(Saved entries)
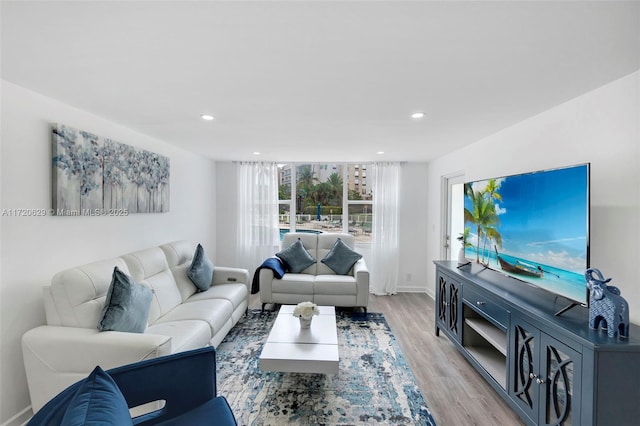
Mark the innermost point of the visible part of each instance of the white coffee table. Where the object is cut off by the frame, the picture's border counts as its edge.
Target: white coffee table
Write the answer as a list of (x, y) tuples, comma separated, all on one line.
[(292, 349)]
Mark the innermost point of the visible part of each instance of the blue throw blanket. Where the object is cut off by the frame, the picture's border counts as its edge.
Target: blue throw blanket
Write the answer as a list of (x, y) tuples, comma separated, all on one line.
[(273, 263)]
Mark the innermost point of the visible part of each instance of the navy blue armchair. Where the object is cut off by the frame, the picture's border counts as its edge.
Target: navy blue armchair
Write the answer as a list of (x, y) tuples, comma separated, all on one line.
[(186, 381)]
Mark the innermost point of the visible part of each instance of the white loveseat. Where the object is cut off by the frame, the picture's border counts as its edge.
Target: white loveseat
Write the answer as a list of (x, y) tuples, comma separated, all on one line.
[(318, 283), (69, 347)]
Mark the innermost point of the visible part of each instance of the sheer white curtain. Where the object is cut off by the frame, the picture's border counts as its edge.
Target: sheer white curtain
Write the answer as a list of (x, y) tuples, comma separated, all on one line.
[(384, 240), (257, 235)]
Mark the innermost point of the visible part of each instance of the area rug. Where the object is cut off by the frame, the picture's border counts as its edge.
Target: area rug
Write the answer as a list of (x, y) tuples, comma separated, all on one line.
[(374, 384)]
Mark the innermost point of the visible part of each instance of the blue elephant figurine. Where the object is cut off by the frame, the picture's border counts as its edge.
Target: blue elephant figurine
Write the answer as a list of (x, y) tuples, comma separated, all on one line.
[(606, 305)]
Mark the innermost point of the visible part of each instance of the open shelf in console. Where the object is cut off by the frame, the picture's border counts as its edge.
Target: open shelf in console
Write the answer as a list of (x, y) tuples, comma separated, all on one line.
[(487, 344)]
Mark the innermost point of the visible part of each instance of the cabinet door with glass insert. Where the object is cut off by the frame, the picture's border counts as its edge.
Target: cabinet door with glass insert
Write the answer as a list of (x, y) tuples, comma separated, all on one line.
[(524, 365), (562, 367)]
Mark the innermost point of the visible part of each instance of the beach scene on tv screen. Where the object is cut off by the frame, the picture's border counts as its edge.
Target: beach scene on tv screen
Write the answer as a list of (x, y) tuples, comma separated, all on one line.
[(533, 227)]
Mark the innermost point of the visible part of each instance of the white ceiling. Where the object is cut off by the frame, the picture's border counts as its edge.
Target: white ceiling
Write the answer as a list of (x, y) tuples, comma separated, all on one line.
[(318, 80)]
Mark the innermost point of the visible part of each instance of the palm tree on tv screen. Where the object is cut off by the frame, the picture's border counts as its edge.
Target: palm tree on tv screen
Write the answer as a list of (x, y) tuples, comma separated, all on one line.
[(483, 215)]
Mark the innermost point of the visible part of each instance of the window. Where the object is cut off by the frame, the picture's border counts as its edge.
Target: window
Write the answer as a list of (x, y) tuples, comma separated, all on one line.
[(325, 198)]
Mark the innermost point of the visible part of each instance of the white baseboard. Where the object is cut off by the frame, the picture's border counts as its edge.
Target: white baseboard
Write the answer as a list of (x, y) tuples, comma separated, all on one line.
[(411, 289), (19, 419)]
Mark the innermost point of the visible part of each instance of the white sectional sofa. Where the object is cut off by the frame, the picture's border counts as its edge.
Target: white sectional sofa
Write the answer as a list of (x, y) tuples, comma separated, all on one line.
[(69, 347), (318, 283)]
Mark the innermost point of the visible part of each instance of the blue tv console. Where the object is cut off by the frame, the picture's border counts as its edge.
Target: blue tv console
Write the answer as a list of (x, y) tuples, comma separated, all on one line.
[(552, 370)]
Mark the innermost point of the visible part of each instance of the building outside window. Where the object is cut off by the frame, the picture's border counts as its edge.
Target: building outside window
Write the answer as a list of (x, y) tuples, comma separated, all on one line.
[(325, 198)]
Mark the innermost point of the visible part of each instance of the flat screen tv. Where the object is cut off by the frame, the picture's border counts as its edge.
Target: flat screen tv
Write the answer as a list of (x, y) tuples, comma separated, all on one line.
[(533, 227)]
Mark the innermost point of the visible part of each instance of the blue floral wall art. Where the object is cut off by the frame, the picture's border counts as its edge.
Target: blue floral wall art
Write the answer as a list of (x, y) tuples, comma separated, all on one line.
[(93, 175)]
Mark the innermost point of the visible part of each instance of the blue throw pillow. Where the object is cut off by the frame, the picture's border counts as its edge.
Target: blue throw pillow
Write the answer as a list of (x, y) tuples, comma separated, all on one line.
[(127, 305), (201, 270), (98, 401), (296, 258), (341, 258)]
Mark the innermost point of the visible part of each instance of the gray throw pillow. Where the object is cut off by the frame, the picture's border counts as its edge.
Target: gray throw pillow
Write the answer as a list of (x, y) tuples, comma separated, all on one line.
[(296, 258), (341, 258), (201, 270), (127, 305)]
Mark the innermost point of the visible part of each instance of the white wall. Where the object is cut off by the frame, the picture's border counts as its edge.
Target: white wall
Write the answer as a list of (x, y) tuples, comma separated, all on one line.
[(34, 248), (413, 207), (600, 127)]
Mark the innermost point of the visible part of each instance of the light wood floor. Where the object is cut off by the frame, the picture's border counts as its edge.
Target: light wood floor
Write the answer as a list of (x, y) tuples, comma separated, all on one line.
[(455, 393)]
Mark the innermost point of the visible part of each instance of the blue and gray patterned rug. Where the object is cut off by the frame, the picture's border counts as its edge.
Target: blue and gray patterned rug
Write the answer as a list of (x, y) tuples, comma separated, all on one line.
[(374, 385)]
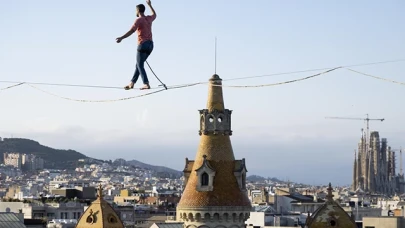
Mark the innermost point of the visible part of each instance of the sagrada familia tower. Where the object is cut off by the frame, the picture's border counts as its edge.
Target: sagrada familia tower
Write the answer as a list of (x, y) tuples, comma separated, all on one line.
[(374, 169)]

* Aim of the exercise
Find every line above that contains the word "loveseat", and return each one.

* Written solution
Mark the innermost point of the visible part of each instance of the white loveseat. Where the object is cut off by the frame, the picture's border counts as its edge.
Target: white loveseat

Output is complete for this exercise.